## [作業課題 1]
小児科医についての文章から、「今年のシンポジウムのテーマは『小児科医の近未来を語ろう』。」という一文を英語に訳してください。
## [作業課題 2]
小児科医についての文章のうち、「今年の春、青森県の小児科医会」から「と主張しようと考えたのです。」までの部分をそのまま書き写してください。

## [抜粋本文]
○ ○ ○ ○
小児科医の役割とは

講演・学会・検診

 東北6県に新潟、北海道を加えた8つの県、道の小児科医会が集まる東北・北海道小児科医会連合会。年1回の総会を各県持ち回りで開いています。前の土日、秋田市でその総会が開催されました。その総会では毎年テーマを決めてシンポジウムが開かれます。今年のシンポジウムのテーマは「小児科医の近未来を語ろう」。実は多くの小児科医、特に開業小児科医が自分たちの未来について不安を抱いているのです。
 今年の春、青森県の小児科医会の会長K先生に今年の青森代表のシンポジストを頼まれました。さすがに二つ返事というわけには行きませんでしたが、テーマがテーマだけに若い先生には頼まれないと言われ、仕方なしにシンポジストを引き受けました。とはいうものの、「小児科医の未来?さて、何を話そうか」と悩んで決めたのが子どもの心の診療についてでした。主催者側は新しく始まった地域総合小児医療認定医制度の話しに持って行きたかったようですが、僕はその制度にあまり興味がありませんでした。そこで当院で今年の春から始めた「子どもの心相談室」のことを話し、全ての小児科医が子どもの心の診療に取り組むべきだと主張しようと考えたのです。
○ ○ ○ ○
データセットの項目
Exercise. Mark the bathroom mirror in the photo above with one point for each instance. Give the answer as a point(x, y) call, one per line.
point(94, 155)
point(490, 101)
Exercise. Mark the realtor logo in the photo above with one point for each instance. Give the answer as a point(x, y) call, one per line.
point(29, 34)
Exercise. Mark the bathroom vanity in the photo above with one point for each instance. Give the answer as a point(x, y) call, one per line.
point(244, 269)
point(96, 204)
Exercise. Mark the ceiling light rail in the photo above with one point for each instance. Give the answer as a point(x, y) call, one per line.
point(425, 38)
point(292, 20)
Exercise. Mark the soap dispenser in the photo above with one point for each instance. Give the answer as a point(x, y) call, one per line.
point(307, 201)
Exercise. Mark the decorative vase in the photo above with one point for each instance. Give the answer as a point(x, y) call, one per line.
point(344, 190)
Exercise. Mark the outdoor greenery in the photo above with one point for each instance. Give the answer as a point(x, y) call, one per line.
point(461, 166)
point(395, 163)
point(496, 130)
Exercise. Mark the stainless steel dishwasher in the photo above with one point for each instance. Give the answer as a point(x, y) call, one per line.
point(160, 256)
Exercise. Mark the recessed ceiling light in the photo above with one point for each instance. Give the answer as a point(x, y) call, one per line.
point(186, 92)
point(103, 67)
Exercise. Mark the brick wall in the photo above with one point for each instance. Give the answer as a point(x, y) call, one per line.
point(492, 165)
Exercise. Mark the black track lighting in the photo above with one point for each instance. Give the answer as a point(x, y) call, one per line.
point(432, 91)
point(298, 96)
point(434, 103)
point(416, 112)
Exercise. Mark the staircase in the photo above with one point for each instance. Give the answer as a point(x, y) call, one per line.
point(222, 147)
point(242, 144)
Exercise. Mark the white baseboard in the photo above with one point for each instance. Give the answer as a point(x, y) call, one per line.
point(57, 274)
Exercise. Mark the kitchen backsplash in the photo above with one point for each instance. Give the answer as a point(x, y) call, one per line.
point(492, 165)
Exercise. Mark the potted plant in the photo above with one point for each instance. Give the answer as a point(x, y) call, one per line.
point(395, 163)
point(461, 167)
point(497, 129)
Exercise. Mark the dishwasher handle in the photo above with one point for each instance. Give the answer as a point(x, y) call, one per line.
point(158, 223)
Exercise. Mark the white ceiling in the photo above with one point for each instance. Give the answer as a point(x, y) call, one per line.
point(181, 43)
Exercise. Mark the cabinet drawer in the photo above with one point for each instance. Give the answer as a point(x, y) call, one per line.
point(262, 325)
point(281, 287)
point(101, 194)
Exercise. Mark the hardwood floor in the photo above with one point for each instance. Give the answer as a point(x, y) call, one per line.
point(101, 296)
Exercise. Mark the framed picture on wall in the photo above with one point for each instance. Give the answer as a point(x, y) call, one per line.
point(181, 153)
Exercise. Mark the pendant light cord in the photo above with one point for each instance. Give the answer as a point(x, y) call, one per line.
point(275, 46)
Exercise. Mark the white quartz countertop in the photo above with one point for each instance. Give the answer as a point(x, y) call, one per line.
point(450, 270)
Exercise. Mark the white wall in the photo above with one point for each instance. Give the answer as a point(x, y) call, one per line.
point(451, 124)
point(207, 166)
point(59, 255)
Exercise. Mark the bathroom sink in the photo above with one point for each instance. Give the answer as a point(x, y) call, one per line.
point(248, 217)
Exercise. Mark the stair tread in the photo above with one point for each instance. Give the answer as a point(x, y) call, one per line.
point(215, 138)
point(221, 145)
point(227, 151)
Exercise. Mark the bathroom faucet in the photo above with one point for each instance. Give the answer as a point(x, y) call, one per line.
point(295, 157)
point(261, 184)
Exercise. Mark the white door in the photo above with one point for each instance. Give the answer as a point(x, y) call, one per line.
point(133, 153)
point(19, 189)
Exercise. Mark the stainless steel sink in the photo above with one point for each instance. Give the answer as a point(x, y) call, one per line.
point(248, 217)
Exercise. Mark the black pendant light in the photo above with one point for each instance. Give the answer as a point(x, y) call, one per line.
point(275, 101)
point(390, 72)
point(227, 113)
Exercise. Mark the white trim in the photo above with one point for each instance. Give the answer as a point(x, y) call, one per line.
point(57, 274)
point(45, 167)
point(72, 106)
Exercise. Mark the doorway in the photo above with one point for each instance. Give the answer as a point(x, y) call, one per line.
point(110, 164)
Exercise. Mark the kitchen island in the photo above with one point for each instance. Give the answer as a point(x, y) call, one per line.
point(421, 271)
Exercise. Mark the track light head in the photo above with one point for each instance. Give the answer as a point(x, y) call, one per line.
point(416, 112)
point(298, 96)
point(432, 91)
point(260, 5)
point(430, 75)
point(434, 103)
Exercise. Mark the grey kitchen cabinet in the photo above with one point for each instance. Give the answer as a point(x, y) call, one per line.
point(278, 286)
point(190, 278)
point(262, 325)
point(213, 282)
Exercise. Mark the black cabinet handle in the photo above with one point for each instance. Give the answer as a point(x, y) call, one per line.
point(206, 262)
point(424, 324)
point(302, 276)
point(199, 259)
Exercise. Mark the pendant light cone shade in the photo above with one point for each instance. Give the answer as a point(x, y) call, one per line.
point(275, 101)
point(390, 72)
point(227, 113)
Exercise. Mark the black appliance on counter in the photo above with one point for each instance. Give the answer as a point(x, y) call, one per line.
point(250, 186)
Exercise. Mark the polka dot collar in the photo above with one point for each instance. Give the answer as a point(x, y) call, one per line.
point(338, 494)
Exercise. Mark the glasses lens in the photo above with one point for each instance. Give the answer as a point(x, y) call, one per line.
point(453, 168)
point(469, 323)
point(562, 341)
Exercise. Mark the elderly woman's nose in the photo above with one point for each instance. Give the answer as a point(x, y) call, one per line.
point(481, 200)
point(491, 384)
○ ○ ○ ○
## [解答 1]
This year's symposium theme was "Let's Talk About the Near Future of Pediatricians."

## [解答 2]
今年の春、青森県の小児科医会の会長K先生に今年の青森代表のシンポジストを頼まれました。さすがに二つ返事というわけには行きませんでしたが、テーマがテーマだけに若い先生には頼まれないと言われ、仕方なしにシンポジストを引き受けました。とはいうものの、「小児科医の未来?さて、何を話そうか」と悩んで決めたのが子どもの心の診療についてでした。主催者側は新しく始まった地域総合小児医療認定医制度の話しに持って行きたかったようですが、僕はその制度にあまり興味がありませんでした。そこで当院で今年の春から始めた「子どもの心相談室」のことを話し、全ての小児科医が子どもの心の診療に取り組むべきだと主張しようと考えたのです。